(Recorded data)
---

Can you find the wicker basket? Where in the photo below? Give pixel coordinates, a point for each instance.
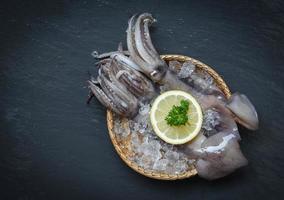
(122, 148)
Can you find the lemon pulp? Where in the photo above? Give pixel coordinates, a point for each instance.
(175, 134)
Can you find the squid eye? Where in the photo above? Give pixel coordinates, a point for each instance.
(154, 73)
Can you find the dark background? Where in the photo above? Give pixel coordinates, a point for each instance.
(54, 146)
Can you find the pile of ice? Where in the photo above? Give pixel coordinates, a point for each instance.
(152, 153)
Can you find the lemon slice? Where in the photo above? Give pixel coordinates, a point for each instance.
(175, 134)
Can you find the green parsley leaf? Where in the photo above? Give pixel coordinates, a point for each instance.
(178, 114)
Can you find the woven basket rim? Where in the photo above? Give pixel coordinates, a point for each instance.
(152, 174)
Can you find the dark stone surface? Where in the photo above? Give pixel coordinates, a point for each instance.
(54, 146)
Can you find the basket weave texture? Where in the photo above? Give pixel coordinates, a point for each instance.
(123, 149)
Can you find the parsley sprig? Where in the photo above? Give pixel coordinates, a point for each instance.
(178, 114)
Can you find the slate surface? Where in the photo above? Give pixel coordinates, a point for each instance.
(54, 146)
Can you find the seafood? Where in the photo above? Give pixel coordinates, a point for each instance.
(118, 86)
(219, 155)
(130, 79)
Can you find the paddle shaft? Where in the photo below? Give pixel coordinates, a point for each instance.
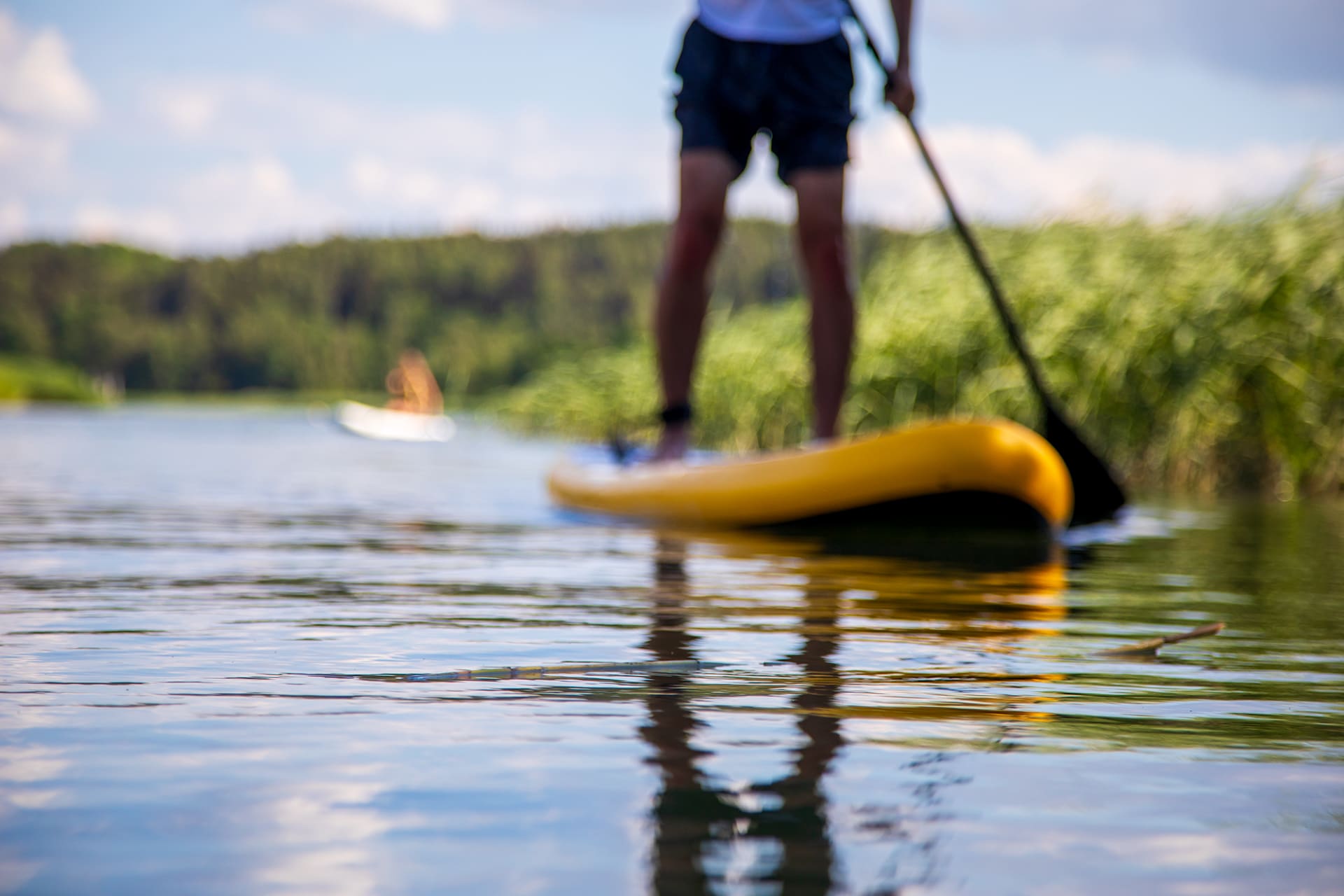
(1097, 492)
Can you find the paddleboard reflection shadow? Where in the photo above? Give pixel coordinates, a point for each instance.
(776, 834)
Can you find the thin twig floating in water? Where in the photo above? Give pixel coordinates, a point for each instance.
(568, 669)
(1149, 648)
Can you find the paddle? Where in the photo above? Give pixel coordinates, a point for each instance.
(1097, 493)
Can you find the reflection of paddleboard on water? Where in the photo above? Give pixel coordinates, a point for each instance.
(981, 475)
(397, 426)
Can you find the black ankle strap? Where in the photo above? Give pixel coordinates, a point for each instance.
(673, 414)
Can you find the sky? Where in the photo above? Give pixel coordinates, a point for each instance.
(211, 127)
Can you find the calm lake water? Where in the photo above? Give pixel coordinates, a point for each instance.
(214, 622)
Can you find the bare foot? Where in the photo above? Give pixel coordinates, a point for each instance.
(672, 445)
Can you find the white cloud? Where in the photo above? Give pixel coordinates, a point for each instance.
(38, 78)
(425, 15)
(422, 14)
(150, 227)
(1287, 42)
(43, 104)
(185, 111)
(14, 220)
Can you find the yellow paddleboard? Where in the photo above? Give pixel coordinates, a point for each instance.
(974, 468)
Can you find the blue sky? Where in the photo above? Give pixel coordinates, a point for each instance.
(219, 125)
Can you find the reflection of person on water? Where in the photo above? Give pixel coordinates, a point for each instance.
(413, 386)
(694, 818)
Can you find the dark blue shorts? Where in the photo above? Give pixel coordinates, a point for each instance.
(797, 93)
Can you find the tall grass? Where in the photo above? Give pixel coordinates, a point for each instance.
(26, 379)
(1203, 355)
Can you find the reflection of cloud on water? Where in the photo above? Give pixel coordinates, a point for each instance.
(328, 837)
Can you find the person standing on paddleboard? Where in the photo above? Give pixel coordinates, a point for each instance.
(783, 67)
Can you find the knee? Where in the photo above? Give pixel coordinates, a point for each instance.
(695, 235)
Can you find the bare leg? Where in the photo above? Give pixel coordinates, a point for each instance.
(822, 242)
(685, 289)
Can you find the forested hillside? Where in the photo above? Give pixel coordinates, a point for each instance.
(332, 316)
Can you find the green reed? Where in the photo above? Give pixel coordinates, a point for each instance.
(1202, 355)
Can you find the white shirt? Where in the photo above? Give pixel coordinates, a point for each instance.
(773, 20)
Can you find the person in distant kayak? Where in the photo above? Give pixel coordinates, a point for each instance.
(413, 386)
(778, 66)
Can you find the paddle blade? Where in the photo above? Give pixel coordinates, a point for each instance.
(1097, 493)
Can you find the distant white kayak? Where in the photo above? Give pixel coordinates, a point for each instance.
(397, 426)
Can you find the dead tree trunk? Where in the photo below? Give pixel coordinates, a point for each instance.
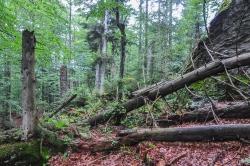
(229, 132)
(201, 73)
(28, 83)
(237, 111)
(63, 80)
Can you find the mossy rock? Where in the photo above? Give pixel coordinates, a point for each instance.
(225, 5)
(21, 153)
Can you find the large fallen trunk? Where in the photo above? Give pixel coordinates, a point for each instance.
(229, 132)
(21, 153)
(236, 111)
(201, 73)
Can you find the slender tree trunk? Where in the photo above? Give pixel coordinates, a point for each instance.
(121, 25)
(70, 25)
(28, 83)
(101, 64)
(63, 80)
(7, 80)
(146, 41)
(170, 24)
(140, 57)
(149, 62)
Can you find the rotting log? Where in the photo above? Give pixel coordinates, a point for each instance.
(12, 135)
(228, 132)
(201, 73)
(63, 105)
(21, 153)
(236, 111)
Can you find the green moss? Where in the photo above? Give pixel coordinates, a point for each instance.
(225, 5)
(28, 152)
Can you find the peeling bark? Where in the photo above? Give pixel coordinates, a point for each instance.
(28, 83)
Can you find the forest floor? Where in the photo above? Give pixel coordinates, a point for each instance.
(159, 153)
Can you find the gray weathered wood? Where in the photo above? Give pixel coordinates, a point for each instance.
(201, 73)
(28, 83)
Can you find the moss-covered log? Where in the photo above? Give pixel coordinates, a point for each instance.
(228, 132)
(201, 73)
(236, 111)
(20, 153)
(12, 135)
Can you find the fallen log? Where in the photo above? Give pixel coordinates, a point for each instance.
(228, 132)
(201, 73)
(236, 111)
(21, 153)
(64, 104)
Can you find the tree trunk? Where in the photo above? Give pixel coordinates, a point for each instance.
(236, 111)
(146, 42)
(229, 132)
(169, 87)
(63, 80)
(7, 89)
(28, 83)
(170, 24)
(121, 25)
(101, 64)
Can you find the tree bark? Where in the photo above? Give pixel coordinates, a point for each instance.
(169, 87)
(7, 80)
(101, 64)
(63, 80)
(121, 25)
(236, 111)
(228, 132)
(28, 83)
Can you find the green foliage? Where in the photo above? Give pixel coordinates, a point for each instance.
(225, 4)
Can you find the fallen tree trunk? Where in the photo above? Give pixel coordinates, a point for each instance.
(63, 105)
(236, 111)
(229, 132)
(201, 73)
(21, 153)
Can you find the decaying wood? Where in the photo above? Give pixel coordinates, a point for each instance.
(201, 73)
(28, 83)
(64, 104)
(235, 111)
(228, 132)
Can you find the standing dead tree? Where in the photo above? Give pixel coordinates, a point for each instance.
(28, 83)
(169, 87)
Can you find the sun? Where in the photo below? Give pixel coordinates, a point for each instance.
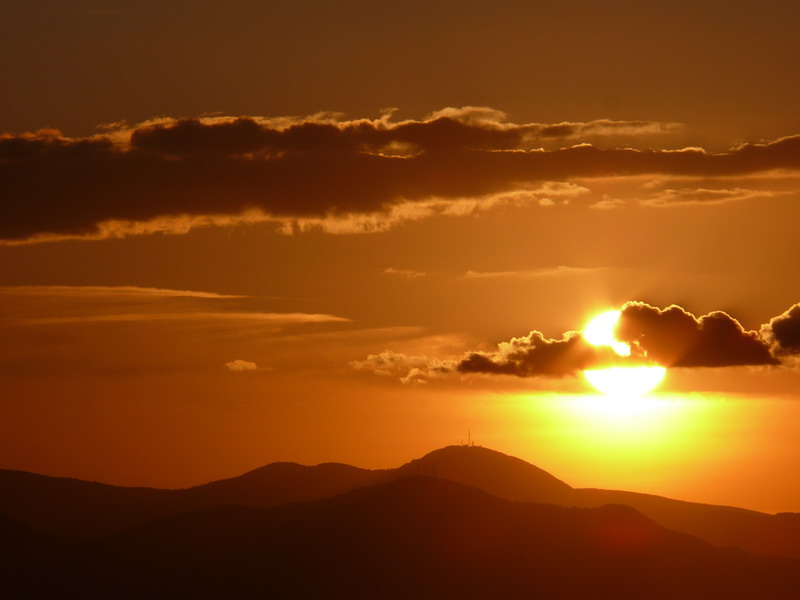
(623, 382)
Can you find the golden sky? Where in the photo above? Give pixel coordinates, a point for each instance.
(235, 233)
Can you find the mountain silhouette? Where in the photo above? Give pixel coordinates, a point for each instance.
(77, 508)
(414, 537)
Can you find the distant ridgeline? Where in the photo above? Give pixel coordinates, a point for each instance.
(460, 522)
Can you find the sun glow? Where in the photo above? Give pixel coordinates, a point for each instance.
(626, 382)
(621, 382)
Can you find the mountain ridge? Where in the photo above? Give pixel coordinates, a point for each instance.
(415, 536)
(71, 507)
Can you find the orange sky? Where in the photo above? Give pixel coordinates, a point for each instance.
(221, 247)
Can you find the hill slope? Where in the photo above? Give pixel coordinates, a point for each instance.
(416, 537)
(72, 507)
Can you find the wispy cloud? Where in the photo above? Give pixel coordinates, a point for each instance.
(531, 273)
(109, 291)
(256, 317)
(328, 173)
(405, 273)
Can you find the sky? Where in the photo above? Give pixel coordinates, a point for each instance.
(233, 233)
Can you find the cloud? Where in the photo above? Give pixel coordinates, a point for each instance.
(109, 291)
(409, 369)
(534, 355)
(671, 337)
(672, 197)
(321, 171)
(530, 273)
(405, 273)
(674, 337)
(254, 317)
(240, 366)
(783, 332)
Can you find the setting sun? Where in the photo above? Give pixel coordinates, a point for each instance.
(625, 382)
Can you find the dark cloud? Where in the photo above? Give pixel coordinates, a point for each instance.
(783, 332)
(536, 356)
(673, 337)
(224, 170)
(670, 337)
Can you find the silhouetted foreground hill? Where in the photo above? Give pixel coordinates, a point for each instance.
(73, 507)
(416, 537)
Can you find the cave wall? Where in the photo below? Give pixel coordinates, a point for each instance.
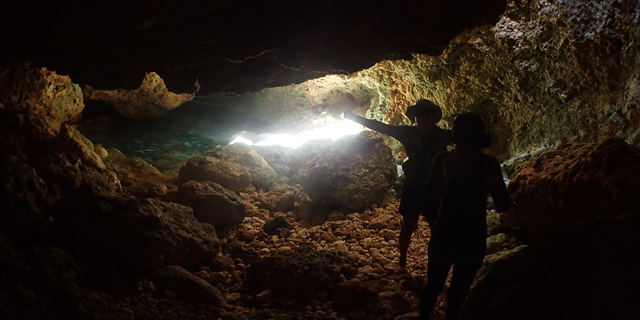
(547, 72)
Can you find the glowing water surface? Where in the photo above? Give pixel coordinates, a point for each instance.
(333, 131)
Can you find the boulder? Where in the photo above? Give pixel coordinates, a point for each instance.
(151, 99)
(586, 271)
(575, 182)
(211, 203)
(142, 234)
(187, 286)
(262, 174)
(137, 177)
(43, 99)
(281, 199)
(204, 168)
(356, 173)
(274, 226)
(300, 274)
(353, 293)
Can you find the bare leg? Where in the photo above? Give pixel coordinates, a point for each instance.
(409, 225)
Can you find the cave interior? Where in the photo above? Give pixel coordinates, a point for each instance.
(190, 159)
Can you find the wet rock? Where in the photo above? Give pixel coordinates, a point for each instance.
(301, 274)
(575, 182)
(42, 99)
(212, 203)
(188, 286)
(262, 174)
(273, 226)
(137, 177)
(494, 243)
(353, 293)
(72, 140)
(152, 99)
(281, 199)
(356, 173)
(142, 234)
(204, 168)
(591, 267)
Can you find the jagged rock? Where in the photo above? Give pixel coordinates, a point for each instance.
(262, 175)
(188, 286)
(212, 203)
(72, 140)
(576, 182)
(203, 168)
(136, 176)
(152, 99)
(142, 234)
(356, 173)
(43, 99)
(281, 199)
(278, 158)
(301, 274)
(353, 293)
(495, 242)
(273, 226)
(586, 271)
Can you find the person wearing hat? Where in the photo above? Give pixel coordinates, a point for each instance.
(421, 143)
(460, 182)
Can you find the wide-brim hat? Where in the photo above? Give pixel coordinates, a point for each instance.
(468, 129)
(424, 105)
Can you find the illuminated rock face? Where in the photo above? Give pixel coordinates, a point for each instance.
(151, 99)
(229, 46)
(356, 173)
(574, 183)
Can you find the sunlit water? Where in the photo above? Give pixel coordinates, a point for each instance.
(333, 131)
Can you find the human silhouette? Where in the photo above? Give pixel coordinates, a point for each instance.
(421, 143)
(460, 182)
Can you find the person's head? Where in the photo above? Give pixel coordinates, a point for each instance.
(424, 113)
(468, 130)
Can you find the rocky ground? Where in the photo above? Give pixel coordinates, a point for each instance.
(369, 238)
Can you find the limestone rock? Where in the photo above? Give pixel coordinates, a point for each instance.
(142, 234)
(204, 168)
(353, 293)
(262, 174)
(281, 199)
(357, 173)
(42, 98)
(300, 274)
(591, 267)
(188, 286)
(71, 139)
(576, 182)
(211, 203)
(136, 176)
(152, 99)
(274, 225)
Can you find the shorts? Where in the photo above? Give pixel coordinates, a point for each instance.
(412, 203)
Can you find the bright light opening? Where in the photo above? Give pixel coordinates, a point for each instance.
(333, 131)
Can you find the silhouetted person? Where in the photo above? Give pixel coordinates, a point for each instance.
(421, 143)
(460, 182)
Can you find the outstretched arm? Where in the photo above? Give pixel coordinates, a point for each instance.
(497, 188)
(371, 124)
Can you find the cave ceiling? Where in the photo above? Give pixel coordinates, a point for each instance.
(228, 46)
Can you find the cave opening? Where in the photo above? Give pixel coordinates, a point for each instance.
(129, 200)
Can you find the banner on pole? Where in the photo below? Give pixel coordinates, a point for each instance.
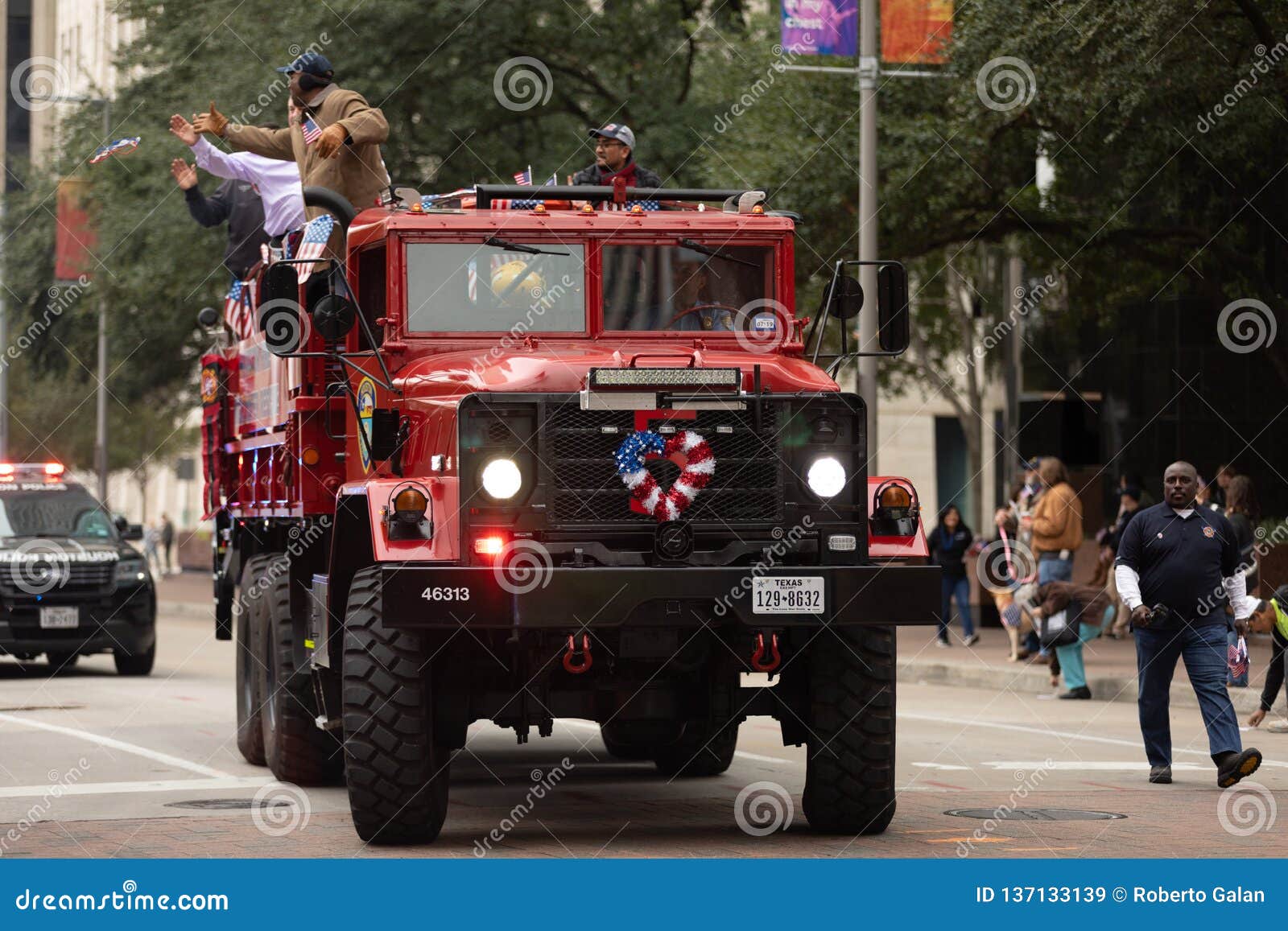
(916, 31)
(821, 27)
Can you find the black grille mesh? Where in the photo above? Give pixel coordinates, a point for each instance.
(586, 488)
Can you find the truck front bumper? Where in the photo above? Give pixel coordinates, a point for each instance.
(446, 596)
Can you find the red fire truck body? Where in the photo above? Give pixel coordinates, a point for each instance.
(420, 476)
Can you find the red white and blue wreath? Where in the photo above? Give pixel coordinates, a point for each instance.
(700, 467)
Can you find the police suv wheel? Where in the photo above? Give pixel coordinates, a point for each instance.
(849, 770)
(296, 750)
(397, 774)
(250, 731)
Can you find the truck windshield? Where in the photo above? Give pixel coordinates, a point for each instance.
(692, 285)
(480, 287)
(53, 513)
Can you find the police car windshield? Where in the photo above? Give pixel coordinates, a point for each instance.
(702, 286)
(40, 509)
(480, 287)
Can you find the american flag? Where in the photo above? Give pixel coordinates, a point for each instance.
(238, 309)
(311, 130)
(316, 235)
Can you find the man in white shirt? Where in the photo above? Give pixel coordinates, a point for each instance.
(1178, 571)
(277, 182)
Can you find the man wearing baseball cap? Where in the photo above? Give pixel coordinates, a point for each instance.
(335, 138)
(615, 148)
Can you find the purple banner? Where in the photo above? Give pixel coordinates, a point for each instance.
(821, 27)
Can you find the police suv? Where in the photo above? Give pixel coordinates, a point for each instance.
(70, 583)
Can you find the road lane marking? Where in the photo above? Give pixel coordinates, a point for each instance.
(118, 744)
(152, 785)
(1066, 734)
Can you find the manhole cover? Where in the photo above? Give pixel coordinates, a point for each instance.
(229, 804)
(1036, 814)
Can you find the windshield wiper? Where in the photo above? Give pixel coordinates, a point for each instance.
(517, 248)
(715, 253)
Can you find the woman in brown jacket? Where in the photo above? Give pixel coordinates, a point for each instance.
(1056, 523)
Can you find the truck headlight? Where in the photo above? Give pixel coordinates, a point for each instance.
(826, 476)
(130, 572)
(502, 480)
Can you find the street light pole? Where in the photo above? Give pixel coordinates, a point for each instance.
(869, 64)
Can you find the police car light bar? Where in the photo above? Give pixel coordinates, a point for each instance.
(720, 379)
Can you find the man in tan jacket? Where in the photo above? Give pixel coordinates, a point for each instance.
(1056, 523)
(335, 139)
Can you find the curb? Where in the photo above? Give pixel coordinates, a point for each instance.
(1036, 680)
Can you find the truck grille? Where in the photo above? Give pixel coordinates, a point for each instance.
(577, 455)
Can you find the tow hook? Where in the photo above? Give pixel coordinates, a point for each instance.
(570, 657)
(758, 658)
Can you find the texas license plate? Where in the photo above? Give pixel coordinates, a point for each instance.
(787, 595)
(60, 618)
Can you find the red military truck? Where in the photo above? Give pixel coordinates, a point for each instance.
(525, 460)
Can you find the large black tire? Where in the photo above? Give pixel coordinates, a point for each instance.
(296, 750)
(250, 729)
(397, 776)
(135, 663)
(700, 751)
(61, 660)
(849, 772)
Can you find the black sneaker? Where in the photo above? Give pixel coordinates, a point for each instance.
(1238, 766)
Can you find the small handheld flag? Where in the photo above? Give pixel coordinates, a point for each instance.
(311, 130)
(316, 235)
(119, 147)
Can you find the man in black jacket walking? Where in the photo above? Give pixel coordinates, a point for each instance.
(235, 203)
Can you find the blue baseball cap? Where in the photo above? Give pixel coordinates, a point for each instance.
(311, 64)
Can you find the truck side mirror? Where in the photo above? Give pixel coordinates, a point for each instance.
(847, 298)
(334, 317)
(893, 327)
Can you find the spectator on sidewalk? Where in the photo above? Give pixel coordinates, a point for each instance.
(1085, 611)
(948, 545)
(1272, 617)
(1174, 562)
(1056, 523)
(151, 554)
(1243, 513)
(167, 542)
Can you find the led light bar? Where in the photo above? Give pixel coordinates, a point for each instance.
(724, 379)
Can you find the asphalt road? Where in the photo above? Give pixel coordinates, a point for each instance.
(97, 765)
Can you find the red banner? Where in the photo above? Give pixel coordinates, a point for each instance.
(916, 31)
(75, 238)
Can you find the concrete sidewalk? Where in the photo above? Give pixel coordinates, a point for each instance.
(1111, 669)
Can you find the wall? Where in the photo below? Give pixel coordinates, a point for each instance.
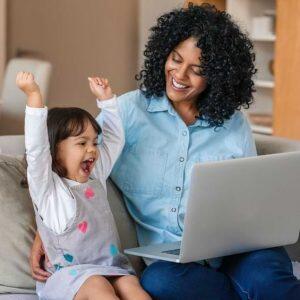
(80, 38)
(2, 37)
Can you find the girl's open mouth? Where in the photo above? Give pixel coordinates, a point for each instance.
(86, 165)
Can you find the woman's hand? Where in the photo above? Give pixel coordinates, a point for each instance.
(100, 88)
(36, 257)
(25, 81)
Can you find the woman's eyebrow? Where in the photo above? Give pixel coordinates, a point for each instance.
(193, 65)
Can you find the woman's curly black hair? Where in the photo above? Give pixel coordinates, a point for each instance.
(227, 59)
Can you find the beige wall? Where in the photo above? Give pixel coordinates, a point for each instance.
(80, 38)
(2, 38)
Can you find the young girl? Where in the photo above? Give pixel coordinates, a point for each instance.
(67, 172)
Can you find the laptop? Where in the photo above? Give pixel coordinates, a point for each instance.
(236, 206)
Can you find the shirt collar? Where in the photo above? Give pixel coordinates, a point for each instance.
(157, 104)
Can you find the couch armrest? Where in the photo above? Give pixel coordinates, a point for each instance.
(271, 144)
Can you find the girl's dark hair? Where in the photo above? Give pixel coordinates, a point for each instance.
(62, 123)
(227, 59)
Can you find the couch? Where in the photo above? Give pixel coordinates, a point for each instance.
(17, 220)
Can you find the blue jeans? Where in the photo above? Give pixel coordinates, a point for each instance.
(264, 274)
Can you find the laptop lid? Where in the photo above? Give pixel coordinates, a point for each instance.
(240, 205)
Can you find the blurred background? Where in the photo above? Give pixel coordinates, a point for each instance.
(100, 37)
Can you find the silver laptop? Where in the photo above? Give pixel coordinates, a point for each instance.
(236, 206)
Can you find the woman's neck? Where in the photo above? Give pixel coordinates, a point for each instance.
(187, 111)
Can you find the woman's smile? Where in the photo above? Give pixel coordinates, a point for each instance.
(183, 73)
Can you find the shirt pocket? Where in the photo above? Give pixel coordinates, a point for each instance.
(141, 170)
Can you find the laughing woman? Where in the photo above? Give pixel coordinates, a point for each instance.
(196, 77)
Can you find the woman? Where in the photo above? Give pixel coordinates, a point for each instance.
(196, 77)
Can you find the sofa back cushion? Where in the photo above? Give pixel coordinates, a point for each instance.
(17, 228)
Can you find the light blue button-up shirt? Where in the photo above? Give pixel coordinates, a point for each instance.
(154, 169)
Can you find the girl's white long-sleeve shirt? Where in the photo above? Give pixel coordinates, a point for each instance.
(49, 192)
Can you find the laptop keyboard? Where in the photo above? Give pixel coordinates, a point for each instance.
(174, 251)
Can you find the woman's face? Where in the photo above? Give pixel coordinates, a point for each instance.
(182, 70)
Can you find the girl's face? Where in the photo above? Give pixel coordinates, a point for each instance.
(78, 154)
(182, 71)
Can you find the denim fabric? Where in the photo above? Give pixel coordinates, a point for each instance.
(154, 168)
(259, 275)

---

Copy the data above word for word, from its very first line through the line that contains "(1097, 492)", including both of those lines. Leave the pictures out of your copy.

Can you find the wicker basket? Where in the photo below? Give pixel coordinates, a point for each instance.
(122, 148)
Can you find the lemon pulp? Where in the photo above? Give pixel coordinates, a point for each instance.
(175, 134)
Can you find the squid eye? Where in the photo above? Give pixel coordinates, a point for each instance.
(154, 73)
Can you find the dark background? Where in the photo above? Give pixel coordinates, a point for each instance.
(54, 146)
Can you find the pile of ice? Where in the photo above? Give pixel coordinates, a point for each instance.
(152, 153)
Can you find the lemon slice? Where in the photo above? Give pixel coordinates, a point for each instance.
(175, 134)
Can you find the green parsley leaf? Where in the photo above? Give pixel coordinates, a point for each instance.
(178, 114)
Can you find the woven basket rim? Where in the photo above? Give pixel coordinates, a point for each instance.
(152, 174)
Can you find the dark stone surface? Where in the photo above? Give pixel coordinates, a point for each instance.
(54, 146)
Can you find the basket weave texture? Where in the photo above? Give pixel coordinates, a point for each instance.
(123, 149)
Can you find the parsley sprig? Where in the photo above? Give pixel coordinates, a point for each instance.
(178, 114)
Can you find the slate surface? Where in the photo above? Give pixel coordinates, a point for each instance.
(54, 146)
Can you find the seafood? Where in the photo above? Give pixel coordinates, a point for each instance.
(118, 86)
(219, 155)
(130, 79)
Can you find the paddle shaft? Where in the photo below? Give pixel coordinates, a point for each instance.
(1097, 492)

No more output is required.